* [GOAL]:
In the listing below, copy out unchanged every line from the one with "of the jersey" to the one with "x=778, y=444", including both of those lines.

Collection records
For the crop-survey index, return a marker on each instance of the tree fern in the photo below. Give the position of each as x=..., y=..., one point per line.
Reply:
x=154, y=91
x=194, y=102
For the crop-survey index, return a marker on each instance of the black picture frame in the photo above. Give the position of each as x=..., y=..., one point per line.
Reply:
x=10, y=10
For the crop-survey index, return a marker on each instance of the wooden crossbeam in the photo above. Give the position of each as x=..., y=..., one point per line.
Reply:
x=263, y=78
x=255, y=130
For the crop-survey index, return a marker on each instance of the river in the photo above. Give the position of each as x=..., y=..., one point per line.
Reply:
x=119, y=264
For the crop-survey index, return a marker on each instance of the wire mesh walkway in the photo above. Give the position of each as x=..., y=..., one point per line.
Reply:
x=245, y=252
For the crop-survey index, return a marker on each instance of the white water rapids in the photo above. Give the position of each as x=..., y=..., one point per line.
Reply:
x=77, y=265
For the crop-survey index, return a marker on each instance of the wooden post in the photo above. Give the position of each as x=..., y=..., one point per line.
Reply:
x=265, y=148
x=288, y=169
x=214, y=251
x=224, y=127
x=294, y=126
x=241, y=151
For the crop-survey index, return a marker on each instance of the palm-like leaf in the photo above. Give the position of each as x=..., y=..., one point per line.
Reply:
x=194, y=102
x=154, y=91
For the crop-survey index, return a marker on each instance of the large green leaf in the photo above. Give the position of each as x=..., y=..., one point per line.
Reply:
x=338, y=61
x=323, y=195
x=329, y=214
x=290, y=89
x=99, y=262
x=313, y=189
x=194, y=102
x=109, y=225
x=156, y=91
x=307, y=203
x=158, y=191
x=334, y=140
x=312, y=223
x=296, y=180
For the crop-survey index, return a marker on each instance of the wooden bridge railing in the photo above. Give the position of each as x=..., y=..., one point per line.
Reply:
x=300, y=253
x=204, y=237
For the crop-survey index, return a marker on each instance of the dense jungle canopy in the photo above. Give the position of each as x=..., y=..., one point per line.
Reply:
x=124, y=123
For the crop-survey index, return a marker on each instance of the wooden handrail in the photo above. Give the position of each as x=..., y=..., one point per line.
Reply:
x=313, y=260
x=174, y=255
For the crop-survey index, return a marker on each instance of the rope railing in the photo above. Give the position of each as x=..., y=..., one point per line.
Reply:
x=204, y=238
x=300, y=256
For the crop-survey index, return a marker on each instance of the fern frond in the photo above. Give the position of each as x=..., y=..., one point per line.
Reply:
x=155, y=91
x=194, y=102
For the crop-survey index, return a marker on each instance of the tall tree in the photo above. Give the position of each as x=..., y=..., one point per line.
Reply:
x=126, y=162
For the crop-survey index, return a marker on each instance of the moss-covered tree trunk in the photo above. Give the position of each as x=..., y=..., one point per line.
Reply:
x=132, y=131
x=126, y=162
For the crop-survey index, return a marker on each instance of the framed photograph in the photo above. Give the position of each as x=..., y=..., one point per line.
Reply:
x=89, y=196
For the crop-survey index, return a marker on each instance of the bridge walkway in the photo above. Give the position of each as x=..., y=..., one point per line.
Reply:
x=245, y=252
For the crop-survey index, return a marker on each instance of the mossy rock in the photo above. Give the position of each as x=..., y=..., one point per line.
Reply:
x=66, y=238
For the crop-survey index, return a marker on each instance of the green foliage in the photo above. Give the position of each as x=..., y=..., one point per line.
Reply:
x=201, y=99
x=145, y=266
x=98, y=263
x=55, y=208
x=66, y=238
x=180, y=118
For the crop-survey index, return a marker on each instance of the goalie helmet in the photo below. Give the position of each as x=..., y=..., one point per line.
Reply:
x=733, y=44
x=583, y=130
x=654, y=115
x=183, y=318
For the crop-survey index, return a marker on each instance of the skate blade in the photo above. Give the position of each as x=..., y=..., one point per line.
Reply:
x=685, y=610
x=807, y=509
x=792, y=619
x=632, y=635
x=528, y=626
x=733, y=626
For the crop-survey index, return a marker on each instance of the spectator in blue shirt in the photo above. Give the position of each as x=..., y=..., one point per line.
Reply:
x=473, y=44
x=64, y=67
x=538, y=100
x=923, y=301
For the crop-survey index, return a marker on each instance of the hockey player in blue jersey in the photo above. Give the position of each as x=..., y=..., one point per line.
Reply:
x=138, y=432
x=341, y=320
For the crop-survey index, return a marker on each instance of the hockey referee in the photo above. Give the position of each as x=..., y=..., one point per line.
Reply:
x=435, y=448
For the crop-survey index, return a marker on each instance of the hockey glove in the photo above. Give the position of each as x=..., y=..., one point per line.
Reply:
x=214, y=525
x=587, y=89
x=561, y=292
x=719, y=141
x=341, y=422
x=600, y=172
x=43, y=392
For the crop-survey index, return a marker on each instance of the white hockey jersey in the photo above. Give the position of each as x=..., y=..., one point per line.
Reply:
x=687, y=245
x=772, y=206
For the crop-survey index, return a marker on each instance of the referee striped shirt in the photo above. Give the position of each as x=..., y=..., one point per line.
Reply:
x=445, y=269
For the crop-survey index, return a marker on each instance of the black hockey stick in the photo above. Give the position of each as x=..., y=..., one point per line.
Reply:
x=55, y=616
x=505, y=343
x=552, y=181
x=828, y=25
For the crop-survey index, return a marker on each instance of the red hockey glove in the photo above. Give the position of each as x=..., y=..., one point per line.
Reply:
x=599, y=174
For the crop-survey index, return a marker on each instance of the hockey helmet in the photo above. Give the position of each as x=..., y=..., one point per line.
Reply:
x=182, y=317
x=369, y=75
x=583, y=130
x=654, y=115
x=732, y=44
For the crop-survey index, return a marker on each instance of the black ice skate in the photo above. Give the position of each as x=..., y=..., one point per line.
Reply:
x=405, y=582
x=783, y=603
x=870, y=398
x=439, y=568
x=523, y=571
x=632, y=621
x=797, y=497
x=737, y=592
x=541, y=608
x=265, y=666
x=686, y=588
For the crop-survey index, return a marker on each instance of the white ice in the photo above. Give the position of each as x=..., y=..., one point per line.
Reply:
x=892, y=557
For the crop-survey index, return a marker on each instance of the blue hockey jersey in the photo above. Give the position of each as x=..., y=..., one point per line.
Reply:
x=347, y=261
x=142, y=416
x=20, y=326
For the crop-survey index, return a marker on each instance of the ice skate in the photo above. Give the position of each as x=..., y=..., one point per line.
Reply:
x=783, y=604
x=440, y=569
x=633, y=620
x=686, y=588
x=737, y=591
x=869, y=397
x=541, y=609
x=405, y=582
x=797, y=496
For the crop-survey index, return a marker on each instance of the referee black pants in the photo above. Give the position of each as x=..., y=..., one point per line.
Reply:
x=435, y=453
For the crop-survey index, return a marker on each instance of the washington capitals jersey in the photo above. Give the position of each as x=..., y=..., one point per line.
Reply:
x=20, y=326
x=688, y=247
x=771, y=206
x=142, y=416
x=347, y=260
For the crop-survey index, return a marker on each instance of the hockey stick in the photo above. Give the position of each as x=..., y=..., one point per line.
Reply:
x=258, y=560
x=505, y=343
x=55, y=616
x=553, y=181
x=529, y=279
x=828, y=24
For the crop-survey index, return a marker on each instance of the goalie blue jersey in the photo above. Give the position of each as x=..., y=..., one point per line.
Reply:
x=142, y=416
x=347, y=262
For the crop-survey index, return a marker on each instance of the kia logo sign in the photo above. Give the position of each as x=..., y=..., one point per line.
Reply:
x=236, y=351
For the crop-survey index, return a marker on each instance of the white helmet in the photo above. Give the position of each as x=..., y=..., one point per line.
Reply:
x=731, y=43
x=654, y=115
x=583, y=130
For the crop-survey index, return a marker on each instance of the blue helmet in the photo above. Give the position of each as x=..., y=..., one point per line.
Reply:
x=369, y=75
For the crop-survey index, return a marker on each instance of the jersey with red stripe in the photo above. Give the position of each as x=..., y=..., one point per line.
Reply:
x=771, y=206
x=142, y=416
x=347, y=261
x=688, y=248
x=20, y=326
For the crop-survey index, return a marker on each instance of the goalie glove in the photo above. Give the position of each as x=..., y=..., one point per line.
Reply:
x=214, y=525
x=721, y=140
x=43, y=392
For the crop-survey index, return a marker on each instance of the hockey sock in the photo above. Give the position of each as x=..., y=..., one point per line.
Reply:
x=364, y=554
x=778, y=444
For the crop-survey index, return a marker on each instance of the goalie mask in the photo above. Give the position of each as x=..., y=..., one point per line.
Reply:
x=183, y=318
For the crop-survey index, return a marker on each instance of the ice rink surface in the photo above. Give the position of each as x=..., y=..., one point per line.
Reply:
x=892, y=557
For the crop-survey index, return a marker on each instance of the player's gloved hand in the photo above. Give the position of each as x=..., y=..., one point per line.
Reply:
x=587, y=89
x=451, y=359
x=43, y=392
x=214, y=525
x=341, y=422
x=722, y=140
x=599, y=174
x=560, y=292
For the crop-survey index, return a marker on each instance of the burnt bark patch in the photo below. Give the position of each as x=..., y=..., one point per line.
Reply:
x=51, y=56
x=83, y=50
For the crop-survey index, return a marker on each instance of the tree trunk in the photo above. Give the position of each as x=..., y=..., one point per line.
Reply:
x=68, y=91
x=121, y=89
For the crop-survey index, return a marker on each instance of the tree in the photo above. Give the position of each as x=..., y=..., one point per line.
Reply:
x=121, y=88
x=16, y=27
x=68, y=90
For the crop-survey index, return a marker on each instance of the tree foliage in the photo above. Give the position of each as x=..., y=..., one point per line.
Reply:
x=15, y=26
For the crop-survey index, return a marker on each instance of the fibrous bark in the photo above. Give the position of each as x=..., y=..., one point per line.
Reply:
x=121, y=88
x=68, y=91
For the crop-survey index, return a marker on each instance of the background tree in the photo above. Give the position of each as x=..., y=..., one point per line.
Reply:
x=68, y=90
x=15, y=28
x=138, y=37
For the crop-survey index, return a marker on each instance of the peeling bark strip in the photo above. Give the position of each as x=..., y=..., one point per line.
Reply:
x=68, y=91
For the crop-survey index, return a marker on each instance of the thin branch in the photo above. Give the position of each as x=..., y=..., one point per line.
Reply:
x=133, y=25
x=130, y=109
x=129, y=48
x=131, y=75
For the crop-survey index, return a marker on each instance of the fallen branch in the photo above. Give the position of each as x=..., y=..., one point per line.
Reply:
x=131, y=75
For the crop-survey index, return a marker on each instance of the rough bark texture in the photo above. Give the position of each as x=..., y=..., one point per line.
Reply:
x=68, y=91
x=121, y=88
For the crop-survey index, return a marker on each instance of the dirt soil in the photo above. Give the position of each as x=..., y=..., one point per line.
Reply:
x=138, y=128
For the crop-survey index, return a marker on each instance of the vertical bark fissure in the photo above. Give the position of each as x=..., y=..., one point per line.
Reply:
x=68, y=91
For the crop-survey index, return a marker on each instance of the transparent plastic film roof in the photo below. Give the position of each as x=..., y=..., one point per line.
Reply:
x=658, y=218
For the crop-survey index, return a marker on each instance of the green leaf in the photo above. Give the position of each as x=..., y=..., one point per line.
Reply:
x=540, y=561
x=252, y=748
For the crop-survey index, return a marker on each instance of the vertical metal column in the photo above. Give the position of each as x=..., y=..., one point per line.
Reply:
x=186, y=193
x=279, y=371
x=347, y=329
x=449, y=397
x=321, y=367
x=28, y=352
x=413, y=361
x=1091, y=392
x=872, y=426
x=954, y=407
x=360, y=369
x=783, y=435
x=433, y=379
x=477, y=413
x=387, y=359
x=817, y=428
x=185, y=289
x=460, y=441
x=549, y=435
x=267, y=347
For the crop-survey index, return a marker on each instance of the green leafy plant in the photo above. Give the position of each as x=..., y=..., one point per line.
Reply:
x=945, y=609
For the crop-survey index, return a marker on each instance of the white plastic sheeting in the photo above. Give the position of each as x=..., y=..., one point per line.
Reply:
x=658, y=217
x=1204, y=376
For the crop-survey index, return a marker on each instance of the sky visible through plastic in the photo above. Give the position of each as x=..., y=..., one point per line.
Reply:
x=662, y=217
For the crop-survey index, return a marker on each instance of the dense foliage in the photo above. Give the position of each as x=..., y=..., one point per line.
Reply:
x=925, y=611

* [SOLUTION FOR THIS EXERCISE]:
For the crop-survey index, return a marker on each instance of the jersey with red stripe in the photo above. Give the position of each as x=..., y=..., one point per line.
Reply:
x=771, y=206
x=142, y=416
x=347, y=261
x=688, y=248
x=20, y=326
For the crop-survey index, return a marker on each instance of the goalie glove in the photo above. Give the position of each as x=..., y=..., one point per line.
Reply:
x=214, y=525
x=721, y=140
x=43, y=392
For the crop-survey index, return a marker on each instance of the hockey sock in the photo above. Give the position of each as x=..., y=..., one point per line.
Reply:
x=364, y=554
x=778, y=444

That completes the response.